E o que vem a seguir é a apresentação de um artigo que li hoje:
HUBLER, C. ‘No longer will you call me ‘my Ba’al’’: Hosea’s polemic and the semantics of ‘Ba’al’ in 8th century B.C.E. Israel. Journal for the Study of the Old Testament 2020, Vol. 44(4), p. 610–623.
Caitlin Hubler – Emory University, GA, USA – diz nas páginas 610-612:
Em resposta à flagrante idolatria de Israel, o profeta Oseias faz uma série de pesadas acusações contra seus maiores líderes religiosos, equiparando-os a esposas adúlteras. Oseias 2 apresenta um esmagador julgamento de Iahweh (o esposo) contra Israel (a esposa infiel), com o objetivo de despertar Israel e conduzi-lo de volta às suas origens. Aparentemente, Israel está chamando Iahweh pelo nome errado, chamando-o de Baal.
Diz Os 2,18-19, na tradução da Bíblia de Jerusalém, Paulus, 2002:
Acontecerá naquele dia,
– oráculo de Iahweh-
que me chamarás “Meu marido”,
e não mais me chamarás “Meu Baal”.
Afastarei de seus lábios os nomes dos baais,
para que não sejam mais lembrados por seus nomes.

--*--

**O QUE FAZER:**
1) Pode reescrever o texto sobre Oseias, tudo o que vai de "Caitlin Hubler –" até "chamando-o de Baal.", trocando "Israel" por "Samaria"?
2) Pode dar seguimento ao texto sobre Oseias a partir do ponto em que ele termina?
As entradas a seguir não têm papel nenhum aqui.

--*--

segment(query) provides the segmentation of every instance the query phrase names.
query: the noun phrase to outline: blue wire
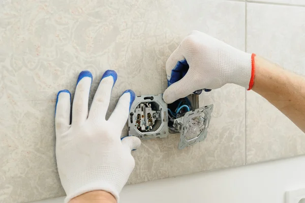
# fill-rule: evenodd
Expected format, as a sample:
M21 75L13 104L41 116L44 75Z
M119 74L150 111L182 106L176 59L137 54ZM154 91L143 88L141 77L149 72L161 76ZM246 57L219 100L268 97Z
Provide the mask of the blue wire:
M169 112L169 113L172 115L172 117L176 118L176 115L175 113L173 113L171 110L170 110L169 108L168 108L167 110L168 110L168 112Z
M188 106L186 105L182 105L182 106L178 108L178 109L177 109L177 111L176 111L176 113L178 113L179 111L180 111L180 110L181 110L181 109L183 107L187 108L188 109L188 111L190 111L190 107L189 106Z

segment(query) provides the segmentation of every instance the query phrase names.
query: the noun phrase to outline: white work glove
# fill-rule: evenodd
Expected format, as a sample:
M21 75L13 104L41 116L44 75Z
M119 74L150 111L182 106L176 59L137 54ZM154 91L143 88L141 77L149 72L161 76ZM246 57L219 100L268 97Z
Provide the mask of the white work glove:
M193 31L166 62L169 87L163 99L171 103L197 90L216 89L227 83L250 90L253 85L255 56Z
M141 141L136 137L121 141L121 131L135 99L131 90L120 97L108 121L105 117L117 74L105 72L88 113L92 75L79 74L73 100L70 125L71 94L63 90L57 94L55 109L56 158L65 202L87 192L104 190L118 201L119 193L135 166L131 154Z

--*--

**AS RESPOSTAS:**
1)
Caitlin Hubler – Emory University, GA, USA – diz nas páginas 610-612:
Em resposta à flagrante idolatria de Samaria, o profeta Oseias faz uma série de pesadas acusações contra seus maiores líderes religiosos, equiparando-os a esposas adúlteras. Oseias 2 apresenta um esmagador julgamento de Iahweh (o esposo) contra Samaria (a esposa infiel), com o objetivo de despertar Samaria e conduzi-lo de volta às suas origens. Aparentemente, Samaria está chamando Iahweh pelo nome errado, chamando-o de Baal.

2)
Ao estudar Oseias, estudiosos da Bíblia tentam reconstruir a situação do Israel Norte do século VIII a.C. que teria motivado uma crítica profética tão veemente. A resposta oferecida até agora tem sido bastante direta: o culto a Baal, uma divindade conhecida no Antigo Oriente Médio, intimamente ligada à fertilidade, à agricultura e à criação de gado. Sugerem muitos estudiosos que os israelitas do norte capitularam às pressões da cultura cananeia circundante e, em vez de Iahweh, seguiram Baal. Variações dessa proposta foram feitas de acordo com a compreensão do estudioso da fluidez divina no Antigo Oriente Médio e sua aplicação a Baal. Indica a depreciação de Baal uma polêmica genérica contra todas as formas de adoração de ídolos? Existe uma divindade chamada ‘Baal’ com manifestações específicas em cada localidade? Seja qual for a formulação, o consenso geral é de que Oseias ficou indignado com o fato de uma grande parcela da população israelita ter deixado de seguir Iahweh e, em vez disso, passar a seguir Baal. Frequentemente essa interpretação rotula Oseias como um profeta que teme todo tipo de influência dos povos estrangeiros, sejam influências culturais ou religiosas. Este Oseias é quase xenófobo: seu maior desejo é manter a pureza ideológica da nação israelita.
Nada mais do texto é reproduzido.